##### Data for this exercise #####

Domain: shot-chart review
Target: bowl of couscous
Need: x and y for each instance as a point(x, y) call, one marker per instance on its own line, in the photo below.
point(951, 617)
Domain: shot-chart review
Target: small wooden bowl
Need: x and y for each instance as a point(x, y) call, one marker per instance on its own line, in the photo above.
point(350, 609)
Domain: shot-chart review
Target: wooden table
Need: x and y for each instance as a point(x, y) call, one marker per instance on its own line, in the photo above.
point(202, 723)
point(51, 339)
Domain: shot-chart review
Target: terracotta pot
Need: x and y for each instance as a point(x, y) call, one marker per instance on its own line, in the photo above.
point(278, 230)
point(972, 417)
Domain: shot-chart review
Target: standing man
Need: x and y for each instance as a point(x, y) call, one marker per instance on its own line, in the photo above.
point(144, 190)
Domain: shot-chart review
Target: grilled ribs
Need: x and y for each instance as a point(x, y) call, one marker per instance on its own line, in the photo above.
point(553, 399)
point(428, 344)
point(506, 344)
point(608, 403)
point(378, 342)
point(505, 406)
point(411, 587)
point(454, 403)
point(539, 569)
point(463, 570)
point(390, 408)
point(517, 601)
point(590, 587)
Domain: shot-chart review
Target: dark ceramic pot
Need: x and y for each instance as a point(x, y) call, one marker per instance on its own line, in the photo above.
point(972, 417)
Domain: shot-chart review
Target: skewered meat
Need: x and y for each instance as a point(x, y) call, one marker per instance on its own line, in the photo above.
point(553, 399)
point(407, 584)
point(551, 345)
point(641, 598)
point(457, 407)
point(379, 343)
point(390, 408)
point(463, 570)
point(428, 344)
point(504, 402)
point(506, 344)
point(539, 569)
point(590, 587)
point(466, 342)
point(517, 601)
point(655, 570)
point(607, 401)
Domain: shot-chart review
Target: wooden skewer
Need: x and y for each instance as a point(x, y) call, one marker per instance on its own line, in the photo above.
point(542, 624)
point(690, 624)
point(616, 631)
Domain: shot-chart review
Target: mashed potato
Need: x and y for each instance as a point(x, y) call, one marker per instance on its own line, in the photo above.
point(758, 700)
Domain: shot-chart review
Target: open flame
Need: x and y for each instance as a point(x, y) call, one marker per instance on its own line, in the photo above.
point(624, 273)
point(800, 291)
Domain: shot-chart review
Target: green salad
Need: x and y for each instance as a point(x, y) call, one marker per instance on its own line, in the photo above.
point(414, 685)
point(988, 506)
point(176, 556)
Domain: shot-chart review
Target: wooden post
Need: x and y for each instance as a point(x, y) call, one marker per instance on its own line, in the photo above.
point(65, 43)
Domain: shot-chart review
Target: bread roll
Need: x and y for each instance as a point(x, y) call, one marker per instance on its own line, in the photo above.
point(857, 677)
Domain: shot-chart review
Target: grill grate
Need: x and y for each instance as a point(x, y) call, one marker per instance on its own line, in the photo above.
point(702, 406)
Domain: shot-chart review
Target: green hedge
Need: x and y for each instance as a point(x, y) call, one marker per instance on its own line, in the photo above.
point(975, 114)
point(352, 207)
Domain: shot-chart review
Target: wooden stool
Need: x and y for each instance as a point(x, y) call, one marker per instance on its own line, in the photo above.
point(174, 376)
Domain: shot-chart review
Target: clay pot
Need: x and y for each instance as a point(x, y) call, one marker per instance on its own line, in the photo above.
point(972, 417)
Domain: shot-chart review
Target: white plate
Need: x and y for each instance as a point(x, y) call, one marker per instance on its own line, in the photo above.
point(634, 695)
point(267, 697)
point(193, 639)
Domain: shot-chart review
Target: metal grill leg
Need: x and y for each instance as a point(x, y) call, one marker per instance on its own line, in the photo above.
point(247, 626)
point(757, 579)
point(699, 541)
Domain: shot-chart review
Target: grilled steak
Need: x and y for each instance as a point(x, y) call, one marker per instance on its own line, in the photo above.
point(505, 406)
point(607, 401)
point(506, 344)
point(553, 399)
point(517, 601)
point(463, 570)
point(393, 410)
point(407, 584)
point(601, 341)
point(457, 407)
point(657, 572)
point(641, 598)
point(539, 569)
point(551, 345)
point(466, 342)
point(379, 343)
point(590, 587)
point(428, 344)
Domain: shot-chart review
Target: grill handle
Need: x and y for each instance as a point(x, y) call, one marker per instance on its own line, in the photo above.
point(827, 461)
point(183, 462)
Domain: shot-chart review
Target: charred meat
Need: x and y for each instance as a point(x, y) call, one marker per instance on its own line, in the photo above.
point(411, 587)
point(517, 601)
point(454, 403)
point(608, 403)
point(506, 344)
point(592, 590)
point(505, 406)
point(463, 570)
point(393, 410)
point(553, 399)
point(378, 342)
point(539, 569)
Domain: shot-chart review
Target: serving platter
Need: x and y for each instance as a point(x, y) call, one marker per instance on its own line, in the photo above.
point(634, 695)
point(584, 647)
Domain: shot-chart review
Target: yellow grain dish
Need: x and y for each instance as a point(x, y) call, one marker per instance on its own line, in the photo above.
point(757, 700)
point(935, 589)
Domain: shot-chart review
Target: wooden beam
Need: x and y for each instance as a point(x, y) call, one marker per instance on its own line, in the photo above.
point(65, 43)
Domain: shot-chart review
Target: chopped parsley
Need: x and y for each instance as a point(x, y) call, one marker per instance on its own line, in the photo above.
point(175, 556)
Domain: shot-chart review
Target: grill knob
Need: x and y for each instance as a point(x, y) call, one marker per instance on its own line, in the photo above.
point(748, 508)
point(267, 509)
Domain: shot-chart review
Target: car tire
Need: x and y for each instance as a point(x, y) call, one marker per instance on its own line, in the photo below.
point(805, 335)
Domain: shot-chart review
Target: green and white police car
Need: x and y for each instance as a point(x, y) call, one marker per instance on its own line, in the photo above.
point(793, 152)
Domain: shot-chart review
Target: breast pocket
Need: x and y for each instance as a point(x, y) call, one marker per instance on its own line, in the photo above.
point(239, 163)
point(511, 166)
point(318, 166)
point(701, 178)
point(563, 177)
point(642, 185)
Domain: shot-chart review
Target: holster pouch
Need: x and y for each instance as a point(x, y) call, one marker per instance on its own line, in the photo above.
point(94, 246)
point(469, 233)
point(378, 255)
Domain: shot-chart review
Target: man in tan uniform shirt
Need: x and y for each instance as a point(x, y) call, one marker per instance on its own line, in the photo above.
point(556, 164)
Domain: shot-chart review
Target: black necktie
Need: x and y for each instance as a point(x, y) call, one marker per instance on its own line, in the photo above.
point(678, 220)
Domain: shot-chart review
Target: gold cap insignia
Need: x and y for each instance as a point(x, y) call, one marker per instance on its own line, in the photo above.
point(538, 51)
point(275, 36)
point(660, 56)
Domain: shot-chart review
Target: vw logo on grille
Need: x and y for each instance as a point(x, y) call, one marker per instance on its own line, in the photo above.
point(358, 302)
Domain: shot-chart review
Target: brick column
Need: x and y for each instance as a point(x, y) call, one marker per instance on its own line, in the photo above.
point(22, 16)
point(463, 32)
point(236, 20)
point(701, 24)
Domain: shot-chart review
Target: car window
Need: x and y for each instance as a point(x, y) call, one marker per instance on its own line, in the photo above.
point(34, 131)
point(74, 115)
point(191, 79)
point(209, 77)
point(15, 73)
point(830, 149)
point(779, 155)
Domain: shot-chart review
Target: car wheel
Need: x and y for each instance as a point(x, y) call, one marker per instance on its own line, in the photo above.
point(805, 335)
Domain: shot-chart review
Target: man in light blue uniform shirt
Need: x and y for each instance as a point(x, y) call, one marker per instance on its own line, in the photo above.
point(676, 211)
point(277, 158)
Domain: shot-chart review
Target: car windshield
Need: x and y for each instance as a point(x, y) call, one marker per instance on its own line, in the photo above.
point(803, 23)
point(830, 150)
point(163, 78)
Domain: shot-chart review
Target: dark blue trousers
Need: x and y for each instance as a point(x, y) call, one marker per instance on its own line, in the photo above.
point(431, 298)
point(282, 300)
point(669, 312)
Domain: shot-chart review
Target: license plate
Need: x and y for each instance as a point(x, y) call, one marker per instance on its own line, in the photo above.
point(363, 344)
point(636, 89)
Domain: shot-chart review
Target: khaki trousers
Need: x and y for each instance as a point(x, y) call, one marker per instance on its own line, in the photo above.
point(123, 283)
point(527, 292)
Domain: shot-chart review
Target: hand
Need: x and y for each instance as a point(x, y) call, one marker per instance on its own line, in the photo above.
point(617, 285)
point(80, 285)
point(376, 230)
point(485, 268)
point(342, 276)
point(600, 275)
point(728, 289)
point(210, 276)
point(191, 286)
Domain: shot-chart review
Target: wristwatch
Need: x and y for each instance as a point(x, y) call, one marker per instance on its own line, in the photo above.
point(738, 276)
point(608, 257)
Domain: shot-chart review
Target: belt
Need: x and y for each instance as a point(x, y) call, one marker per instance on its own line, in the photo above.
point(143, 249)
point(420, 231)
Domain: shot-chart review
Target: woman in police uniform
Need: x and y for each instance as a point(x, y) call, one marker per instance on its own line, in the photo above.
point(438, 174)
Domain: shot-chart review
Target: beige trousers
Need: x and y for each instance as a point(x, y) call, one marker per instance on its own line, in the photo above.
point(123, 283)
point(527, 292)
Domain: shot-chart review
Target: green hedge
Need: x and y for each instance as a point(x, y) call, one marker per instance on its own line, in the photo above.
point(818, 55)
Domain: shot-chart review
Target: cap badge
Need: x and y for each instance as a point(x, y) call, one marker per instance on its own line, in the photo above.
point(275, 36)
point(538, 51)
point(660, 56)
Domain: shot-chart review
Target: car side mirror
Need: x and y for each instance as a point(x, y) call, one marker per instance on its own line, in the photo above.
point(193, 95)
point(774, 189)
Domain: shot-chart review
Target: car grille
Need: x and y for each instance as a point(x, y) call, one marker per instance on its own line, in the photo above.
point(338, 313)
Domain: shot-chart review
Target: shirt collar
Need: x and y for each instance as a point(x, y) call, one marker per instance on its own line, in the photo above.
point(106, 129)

#####

The exercise | Could you reproduce the listing word for word, from its very first line through the line containing "point(951, 617)", including both of those lines?

Complete response |
Domain: shot-chart review
Target: bowl of couscous
Need: x and y for each instance as a point(x, y) call, one marker per instance on its own line, in the photo below.
point(951, 617)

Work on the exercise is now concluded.